*DATASET EXCERPTS*:
━━━━━━━━━━
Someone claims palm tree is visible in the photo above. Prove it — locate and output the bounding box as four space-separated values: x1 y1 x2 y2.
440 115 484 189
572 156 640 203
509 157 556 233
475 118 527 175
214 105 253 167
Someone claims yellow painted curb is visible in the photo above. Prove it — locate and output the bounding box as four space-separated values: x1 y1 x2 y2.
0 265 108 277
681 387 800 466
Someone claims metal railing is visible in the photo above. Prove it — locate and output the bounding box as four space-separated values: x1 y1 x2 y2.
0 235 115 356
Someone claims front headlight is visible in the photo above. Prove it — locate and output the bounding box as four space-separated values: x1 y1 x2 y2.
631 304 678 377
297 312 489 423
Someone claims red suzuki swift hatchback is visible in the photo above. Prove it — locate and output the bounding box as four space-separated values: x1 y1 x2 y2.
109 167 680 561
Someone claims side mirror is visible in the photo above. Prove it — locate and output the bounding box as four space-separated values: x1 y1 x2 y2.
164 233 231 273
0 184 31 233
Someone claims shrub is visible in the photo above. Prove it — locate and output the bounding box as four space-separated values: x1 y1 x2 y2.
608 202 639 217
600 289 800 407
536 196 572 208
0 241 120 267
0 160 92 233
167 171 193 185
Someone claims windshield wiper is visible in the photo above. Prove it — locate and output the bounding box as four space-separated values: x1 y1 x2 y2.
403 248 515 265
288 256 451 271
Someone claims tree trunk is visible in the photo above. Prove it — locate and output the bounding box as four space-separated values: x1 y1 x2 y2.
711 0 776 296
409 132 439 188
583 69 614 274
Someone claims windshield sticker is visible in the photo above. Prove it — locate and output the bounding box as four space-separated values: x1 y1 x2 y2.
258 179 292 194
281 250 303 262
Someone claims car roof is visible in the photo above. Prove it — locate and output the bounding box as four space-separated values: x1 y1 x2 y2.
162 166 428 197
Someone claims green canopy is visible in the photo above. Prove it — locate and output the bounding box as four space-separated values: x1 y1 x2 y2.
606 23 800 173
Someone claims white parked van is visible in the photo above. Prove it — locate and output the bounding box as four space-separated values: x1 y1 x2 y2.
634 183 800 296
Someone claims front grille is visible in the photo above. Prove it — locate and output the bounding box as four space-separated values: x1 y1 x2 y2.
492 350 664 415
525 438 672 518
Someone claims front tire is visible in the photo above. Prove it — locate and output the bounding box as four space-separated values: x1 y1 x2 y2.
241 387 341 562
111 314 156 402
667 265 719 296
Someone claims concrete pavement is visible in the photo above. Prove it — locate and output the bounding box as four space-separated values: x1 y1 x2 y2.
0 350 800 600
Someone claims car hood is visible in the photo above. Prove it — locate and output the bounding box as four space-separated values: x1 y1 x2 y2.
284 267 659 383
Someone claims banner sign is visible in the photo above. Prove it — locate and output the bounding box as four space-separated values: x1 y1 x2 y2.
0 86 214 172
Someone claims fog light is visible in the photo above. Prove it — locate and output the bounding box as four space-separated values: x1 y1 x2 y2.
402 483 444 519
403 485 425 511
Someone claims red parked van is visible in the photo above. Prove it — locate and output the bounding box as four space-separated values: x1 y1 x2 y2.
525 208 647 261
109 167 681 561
━━━━━━━━━━
Rewrite the listing above so that each "bounding box" reads "rectangle", and leave every other line and word as it is.

*ANSWER IN FULL*:
Someone claims palm tree is visible in the photo above. Prove it — locate and output the rectangle as four space-separated values: x1 y1 x2 y2.
440 115 484 189
572 156 640 203
509 157 556 233
475 118 527 175
214 105 253 167
Someone claims yellow painted curb is visible in the photo above. Prove it — locate and output the rectangle as four space-separated values: x1 y1 x2 y2.
0 265 108 277
681 387 800 466
Someone claims metal railing is visible in the photo above. Prove it — locate and output the rectangle as four space-separated values: x1 y1 x2 y2.
0 235 115 356
Someone claims front headlight is visible in the photo above. Prove it — locate and output the rectangle as four space-separated values: x1 y1 x2 y2.
631 304 678 377
297 312 489 423
Someone claims red suzuki swift hatchback is visible in the photo above. Prove it — locate and output the rectangle as four space-separated values: x1 y1 x2 y2.
109 167 680 561
Someone claims side mirror is visible in the photo above. Prove it — locate and output the rectangle as four space-separated values: x1 y1 x2 y2.
164 233 231 273
0 184 31 233
Someone claims shrub is visible in the photo above. Prove it — locate and output the rectangle as four space-separated values: x1 y1 x2 y2.
608 202 639 217
600 289 800 407
536 196 572 208
0 241 120 267
0 160 92 233
167 171 193 185
Someone claims windshield wiper is visible in the photo above. Prove it — locate and output the rectangle as four space-separated values: x1 y1 x2 y2.
403 248 515 265
288 256 451 271
Someone claims tree trunk is visible in the photo above. Prove it — locate and output the rectangle as four space-separated values: x1 y1 x2 y2.
711 0 776 296
409 132 439 188
583 69 614 274
Someone claims windshield sticker is visible in the photo above. Prove it — locate and output the rectangle as four space-separated values: x1 y1 x2 y2.
258 179 292 194
281 250 303 262
Someone claims car roof is visible in the photo above. Prove it — locate and output the rectangle as four space-separated values: x1 y1 x2 y2.
162 166 428 197
Someone claims green canopy is visible in the photo above. Prove it — locate and output the rectangle as four space-separated values: x1 y1 x2 y2.
606 23 800 173
Someone claims white parked van is visible in the photo above. Prove it — locate and output the rectangle as four space-separated values: x1 y1 x2 y2.
634 183 800 296
Someone claims front grille is visible in the photo above. Prove it — locate and output the rectangle as four space-separated values: x1 y1 x2 y2.
492 350 664 415
525 438 672 518
Someone claims front tire is visible in the photo above. Prove it — locate and output the rectangle as four space-separated values: x1 y1 x2 y2.
241 387 341 562
111 314 156 402
667 265 719 296
Someone claims concrete pavement is visible in the photo above. Prove it — locate and output the rectangle as four space-separated values: x1 y1 x2 y2.
0 350 800 600
Someone claims car hood is visible in the photo above. Prove it — locate and output the rectangle as four space-separated values: x1 y1 x2 y2.
284 267 659 383
Someone claims banner sign is visible in the photo above. Prove it — locate and output the rectangle as four space-separated values: x1 y1 x2 y2.
0 86 214 172
Someone claims fog light is visible in the photo above. Prove it — locate and output the rectangle as four space-separated values: x1 y1 x2 y2.
402 483 444 519
403 485 425 511
Someone claims red parked van is visible in the photo above. Prove it — locate and output the rectangle as four space-separated values: x1 y1 x2 y2.
525 208 647 261
109 167 681 561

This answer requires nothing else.